→ WRITTEN INSTRUCTION
Switch "section" to "part" throughout the lines below, and keep everything else the same.

===== LISTING

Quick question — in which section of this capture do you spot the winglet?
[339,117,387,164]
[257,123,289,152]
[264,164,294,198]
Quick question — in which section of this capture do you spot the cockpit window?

==========

→ FINAL RESULT
Quick question — in which part of this capture do you spot the winglet?
[339,117,387,164]
[257,123,289,152]
[264,164,294,198]
Quick question — in which part of this capture do you spot the cockpit window?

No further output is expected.